:: WORK REQUIRED ::
Output all the data exactly.

:: DATA EXTRACT ::
----------

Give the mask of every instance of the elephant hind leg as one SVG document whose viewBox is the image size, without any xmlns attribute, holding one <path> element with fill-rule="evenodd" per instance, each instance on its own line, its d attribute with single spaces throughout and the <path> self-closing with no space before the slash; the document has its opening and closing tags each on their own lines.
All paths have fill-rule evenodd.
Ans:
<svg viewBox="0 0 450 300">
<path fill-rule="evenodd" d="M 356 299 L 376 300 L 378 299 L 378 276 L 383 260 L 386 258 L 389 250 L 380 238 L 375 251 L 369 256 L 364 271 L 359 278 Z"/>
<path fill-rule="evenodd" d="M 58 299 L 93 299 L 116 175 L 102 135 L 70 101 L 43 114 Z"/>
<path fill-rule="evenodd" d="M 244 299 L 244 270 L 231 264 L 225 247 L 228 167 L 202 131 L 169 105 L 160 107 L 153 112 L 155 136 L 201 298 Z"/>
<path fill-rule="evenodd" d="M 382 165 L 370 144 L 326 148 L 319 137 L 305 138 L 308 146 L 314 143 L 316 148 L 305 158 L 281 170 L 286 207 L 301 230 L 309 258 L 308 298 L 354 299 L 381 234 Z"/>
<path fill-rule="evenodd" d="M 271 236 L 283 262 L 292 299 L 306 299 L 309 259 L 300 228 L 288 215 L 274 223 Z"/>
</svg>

----------

:: PROBLEM SOLUTION ::
Give the mask of every instance of the elephant hind leg as one SVG document whose viewBox is the image size, without any xmlns attribute, holding one <path> element with fill-rule="evenodd" per instance, each instance on its own line, its d attribute with single spaces throughout and the <path> self-closing with no space before the slash; the document has its opening and closing tags each on their own lines.
All paths have fill-rule evenodd.
Ans:
<svg viewBox="0 0 450 300">
<path fill-rule="evenodd" d="M 356 299 L 376 300 L 378 299 L 378 276 L 383 260 L 386 258 L 389 250 L 380 238 L 375 251 L 369 256 L 364 271 L 359 278 Z"/>
<path fill-rule="evenodd" d="M 58 299 L 93 299 L 116 175 L 102 135 L 70 101 L 43 114 Z"/>
<path fill-rule="evenodd" d="M 244 299 L 244 270 L 231 264 L 225 247 L 228 167 L 202 131 L 169 105 L 160 107 L 153 112 L 155 136 L 201 298 Z"/>
<path fill-rule="evenodd" d="M 382 165 L 370 144 L 326 148 L 319 137 L 305 138 L 308 146 L 314 143 L 316 148 L 305 158 L 281 170 L 286 207 L 301 230 L 309 258 L 308 298 L 354 299 L 381 234 Z"/>
<path fill-rule="evenodd" d="M 271 236 L 283 262 L 292 299 L 306 299 L 309 259 L 300 228 L 288 215 L 274 223 Z"/>
</svg>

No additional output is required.